◆ QUOTED PASSAGE ◆
____

Academies, according to thought leader Josh Bersin, are the “next big step in corporate learning.” Why? Well, academies promise a solution to managing and closing that ever-widening skills gap.
This means that any L&D and HR leader worried about the talent shortage — essentially everyone — should invest some time and effort in learning about and leveraging academies to close the skills gap.
Whether you’re in the process of building your own academy or you just heard the word mentioned at the L&D and HR water cooler, this article will tell you everything you need to know — from the basics like definitions and use cases to more practical how-to’s designed to help you build or improve your own internal academies.
Table of Contents
- What are learning academies?
- What major problems do learning academies solve?
- Why are learning academies a good solution for deep upskilling?
- Who can (and should) build learning academies?
- What are some additional benefits of building learning academies?
- What are some basic tips to build your own learning academies?
What are learning academies?
A learning academy is a collaborative place where employees develop deep skills that align with business needs.
It’s possible you’ve already heard about learning academies. The idea appeared on the radar of HR & L&D leaders a few years ago, when Bersin used the term to describe “an emerging zeitgeist in corporate learning and development (L&D).”
While the idea itself isn’t new, it signifies a “new breed of platforms” in the learning tech marketplace. In fact, these platforms are so new that the nomenclature of “learning academies” isn’t even fully baked. The “academies” part remains constant but, depending on who’s using the term, a different modifier can wind up at the front of it: learning academies, capability academies, training academies, skills academies or talent academies. Whatever word someone places in front of it, the basic concept driving learning academies — a collaborative place to develop skills that align with business needs — remains the same.
Okay, enough with semantics. Now let’s discuss why academies are so damn important.
What major problems do learning academies solve?
Don’t be fooled by the simplicity of the learning academy definition: a collaborative place where employees develop deep skills that align with business needs. This definition disrupts the current learning tech marketplace by addressing two key problems:
- The ever-widening skills gap and talent crisis
- The misalignment between L&D and business goals
These two issues have baffled L&D leaders for years. Finally, a promising solution has arrived on the ed tech scene.
Problem No. 1: The ever-widening skills gap and talent crisis.
Even before the disruption by generative AI, the World Economic Forum in 2020 predicted that by 2025 the unrelenting pace of technology will displace 85 million jobs, create 97 million jobs, and require half of all employees to reskill.
McKinsey & Company already reports that, as predicted, 87% of companies are experiencing a talent shortage. But the skills pinch is happening despite business leaders working hard to fill the skills gap. Companies threw a boatload of money at the problem in the past decade.
In 2010, companies spent 271 billion on corporate training globally, and that spending increased by 37% in ten years. According to Training Industry, companies in 2020 will spend a whopping $357 billion on training and learning programs. And in the United States alone, training expenditures passed the $100 billion mark in 2021-2022.

____

◆ GIVEN INFORMATION ◆
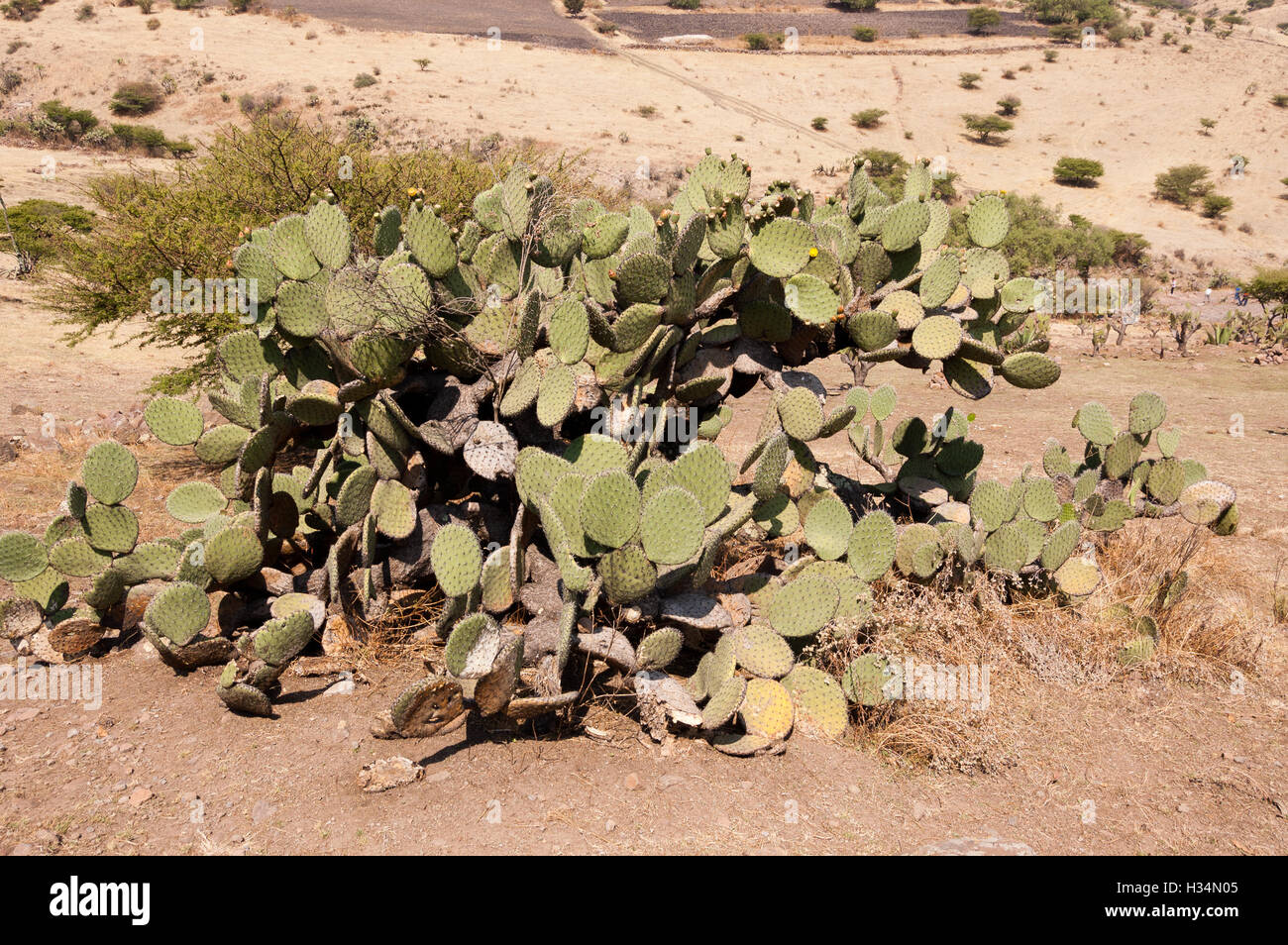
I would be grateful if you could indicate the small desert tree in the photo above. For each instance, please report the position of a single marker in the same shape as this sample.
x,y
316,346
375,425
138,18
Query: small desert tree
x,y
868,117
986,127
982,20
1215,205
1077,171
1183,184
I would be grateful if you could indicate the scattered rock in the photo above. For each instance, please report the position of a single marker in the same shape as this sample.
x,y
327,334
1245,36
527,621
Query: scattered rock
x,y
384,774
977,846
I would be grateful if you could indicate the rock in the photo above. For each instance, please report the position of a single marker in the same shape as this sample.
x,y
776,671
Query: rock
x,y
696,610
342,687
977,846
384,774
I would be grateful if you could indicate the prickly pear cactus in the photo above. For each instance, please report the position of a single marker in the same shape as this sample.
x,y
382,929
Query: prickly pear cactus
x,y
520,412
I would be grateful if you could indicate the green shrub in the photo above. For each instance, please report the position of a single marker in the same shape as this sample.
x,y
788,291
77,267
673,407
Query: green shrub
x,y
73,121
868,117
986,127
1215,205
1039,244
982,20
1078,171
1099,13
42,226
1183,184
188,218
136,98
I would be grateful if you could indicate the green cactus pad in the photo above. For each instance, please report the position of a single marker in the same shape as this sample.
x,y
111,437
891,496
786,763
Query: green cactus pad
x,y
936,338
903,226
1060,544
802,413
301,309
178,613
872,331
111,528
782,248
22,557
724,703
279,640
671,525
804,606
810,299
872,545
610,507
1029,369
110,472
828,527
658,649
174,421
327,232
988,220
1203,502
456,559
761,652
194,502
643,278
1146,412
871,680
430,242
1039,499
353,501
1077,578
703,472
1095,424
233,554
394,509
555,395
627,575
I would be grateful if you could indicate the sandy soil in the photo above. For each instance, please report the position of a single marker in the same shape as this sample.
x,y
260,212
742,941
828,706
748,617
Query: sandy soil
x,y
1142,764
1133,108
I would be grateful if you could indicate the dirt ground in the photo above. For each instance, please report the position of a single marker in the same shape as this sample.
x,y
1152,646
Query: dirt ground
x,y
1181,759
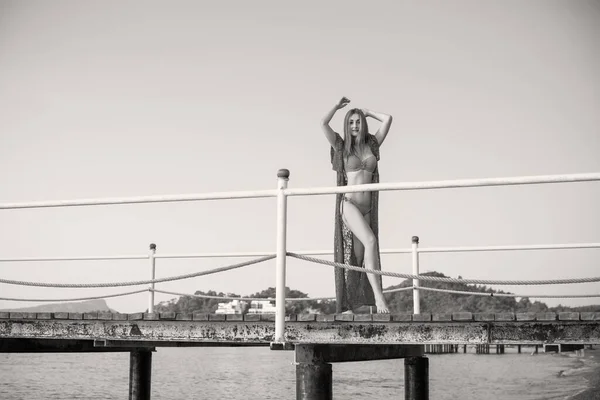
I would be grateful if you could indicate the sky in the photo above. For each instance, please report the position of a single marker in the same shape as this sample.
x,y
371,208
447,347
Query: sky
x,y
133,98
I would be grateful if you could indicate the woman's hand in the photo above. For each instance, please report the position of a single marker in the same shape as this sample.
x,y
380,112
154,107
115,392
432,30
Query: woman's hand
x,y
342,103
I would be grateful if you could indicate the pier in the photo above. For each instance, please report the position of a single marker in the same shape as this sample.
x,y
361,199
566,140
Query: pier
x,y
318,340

____

◆ YOUR TASKS ◆
a: In the learning academies article, what share of companies does McKinsey & Company report are experiencing a talent shortage?
b: Extend the learning academies article from its last sentence, keeping the same voice.

◆ PER-TASK OUTPUTS ◆
a: 87%

b:
What do companies have to show for their spending sprees? Not much. As companies spent billions of dollars, the percentage of CEOs worried about skill availability only increased. It actually increased at a faster rate than company spending: it went from 53% in 2012 to 79% in 2019. (With the arrival of generative AI, who knows how much that percentage increased?!)
Clearly, the learning solutions that companies spent billions on in the past decade didn’t fill their skill gaps. But don’t lose heart — now there’s a viable solution for keeping your company stocked with talent.
Solution: How academies keep your company stocked with talent.
Academies enjoy a long and successful track record when it comes to developing and delivering internal talent. A famous example comes from General Electric: After building skills at the company’s physical academy in the 1950s, Reginald Jones went on to become a future GE CEO.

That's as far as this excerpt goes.